WRITTEN REQUEST
Reproduce all of the entries below word for word, without changing anything.
Start of INFORMATION GIVEN
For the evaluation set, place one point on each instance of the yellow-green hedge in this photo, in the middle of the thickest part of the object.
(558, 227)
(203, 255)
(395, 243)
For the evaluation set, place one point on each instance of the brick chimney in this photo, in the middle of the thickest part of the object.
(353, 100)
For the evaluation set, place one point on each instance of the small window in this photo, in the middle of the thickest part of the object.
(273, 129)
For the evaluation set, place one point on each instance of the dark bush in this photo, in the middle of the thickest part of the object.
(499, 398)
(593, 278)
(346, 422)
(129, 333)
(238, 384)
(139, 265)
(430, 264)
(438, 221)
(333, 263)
End of INFORMATION GIVEN
ANSWER FOR THIS EXERCISE
For the evaluation set, place one point on each instance of the yellow-green hedge in this photo, in the middle of the thickest part of the object.
(558, 227)
(203, 255)
(395, 243)
For the evaluation set, place one point on each instance of the brick chimney in this photo, in the middle of the thickest part of the object.
(353, 100)
For the evaluation set, place one point on each instance of the small window in this photo, in the middle of the thickest part of the object.
(273, 129)
For the evaluation set, place one point on each instance of the dark bush in this photo, in the middle of the thickest part of the object.
(499, 398)
(593, 278)
(346, 422)
(129, 333)
(238, 384)
(139, 265)
(430, 264)
(438, 221)
(333, 263)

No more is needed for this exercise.